**INPUT MATERIAL:**
****************************************

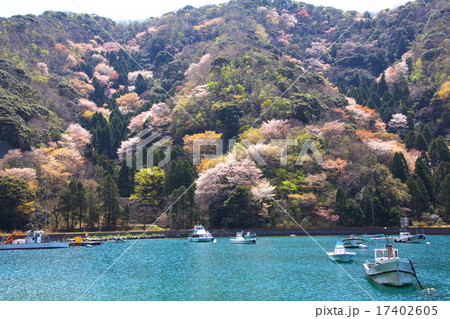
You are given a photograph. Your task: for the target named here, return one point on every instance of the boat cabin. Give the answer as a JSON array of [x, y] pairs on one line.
[[382, 254], [36, 237]]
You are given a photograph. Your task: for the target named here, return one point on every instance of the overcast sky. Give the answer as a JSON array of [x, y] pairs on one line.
[[142, 9]]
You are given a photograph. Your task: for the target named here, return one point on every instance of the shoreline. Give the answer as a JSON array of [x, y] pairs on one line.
[[265, 232]]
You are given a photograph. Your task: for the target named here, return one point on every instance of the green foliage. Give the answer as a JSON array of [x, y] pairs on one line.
[[438, 152], [241, 209], [400, 167], [444, 195], [110, 202], [149, 185], [180, 173], [420, 200]]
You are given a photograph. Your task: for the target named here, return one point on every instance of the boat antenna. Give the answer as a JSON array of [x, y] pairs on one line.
[[429, 290]]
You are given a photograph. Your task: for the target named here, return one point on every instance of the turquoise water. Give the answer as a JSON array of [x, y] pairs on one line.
[[278, 268]]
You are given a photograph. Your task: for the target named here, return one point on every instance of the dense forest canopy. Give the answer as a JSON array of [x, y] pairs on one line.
[[341, 118]]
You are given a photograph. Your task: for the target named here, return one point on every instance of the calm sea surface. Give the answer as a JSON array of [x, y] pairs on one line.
[[278, 268]]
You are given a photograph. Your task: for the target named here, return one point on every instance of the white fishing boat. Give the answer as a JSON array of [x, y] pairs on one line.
[[388, 268], [406, 237], [244, 238], [354, 242], [33, 240], [341, 255], [200, 235]]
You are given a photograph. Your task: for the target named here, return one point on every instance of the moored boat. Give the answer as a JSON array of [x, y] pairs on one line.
[[354, 242], [388, 268], [244, 238], [406, 237], [33, 240], [200, 235], [341, 255]]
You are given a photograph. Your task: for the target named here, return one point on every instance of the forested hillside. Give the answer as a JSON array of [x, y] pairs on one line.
[[367, 94]]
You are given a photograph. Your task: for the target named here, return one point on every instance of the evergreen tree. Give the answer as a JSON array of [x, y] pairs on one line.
[[420, 143], [419, 196], [98, 96], [125, 181], [110, 202], [444, 195], [340, 208], [353, 213], [439, 152], [439, 175], [241, 209], [427, 133], [80, 201], [394, 217], [180, 173], [424, 172], [400, 167], [402, 46], [16, 199], [382, 86], [410, 139], [149, 185], [141, 85]]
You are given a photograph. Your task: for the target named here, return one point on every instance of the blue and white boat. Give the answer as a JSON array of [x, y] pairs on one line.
[[340, 254], [406, 237], [200, 235], [389, 268]]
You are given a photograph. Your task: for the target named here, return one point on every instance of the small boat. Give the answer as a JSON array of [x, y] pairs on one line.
[[354, 242], [388, 268], [339, 254], [33, 240], [200, 235], [244, 238], [406, 237], [373, 236]]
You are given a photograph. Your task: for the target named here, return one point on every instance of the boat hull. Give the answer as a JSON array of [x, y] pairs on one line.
[[393, 272], [415, 239], [343, 258], [53, 245], [243, 241]]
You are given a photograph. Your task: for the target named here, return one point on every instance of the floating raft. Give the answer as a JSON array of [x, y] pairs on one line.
[[154, 236]]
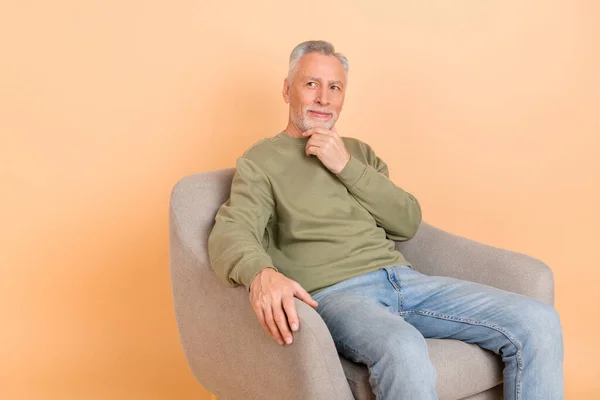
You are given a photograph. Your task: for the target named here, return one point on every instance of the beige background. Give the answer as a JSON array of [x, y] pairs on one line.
[[485, 110]]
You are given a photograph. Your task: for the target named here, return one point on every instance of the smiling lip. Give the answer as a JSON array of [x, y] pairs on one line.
[[319, 114]]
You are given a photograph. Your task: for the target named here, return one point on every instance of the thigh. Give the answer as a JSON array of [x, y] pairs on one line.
[[365, 330], [448, 308]]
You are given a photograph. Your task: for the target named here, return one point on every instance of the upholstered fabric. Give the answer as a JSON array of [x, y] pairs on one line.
[[231, 356]]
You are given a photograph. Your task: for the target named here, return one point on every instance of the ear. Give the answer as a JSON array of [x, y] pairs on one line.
[[286, 90]]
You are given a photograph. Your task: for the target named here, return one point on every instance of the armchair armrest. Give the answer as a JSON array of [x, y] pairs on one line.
[[225, 346], [433, 251]]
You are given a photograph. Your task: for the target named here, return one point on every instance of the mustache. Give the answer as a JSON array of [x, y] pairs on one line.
[[319, 110]]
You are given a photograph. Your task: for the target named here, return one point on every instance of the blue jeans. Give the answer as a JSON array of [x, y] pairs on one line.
[[381, 319]]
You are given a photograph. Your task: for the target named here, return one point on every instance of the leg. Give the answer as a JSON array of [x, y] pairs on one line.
[[362, 316], [525, 332]]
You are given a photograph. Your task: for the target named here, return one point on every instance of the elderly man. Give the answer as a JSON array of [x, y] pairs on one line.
[[313, 215]]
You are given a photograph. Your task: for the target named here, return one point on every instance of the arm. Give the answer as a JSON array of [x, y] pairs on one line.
[[238, 257], [397, 211], [225, 348], [235, 242]]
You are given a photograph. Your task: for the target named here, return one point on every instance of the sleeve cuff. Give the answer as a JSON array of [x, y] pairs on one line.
[[352, 172], [250, 269]]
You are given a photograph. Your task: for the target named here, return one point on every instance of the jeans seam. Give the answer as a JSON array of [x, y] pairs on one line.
[[495, 327]]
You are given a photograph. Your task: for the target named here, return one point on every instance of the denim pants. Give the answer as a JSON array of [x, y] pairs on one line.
[[381, 319]]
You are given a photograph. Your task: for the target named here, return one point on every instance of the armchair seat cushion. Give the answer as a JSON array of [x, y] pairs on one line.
[[462, 370]]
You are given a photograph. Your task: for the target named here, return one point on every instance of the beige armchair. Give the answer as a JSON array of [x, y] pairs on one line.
[[231, 356]]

****************************************

**PROBLEM TO WORK ON:**
Exactly and only the lines from the line containing "of the denim" through the last line of the entries should be copied, both ends included.

**OUTPUT FOR THIS EXERCISE:**
You are given a photograph. Your task: for the target named here, return one point on every instance of the denim pants. Give the answer as a JSON array of [x, y] pairs on one line.
[[381, 319]]
You are given a photograph. Your task: for the target named here, return one point on every instance of the armchair seat cushion. Give the answer as a JSON array of [x, y] pairs on one line.
[[462, 370]]
You are given a photograph. Your task: for the target named here, return one point on every instance of the beige armchair. Give the answer as a JSON array of [x, y] pairs on one line.
[[231, 356]]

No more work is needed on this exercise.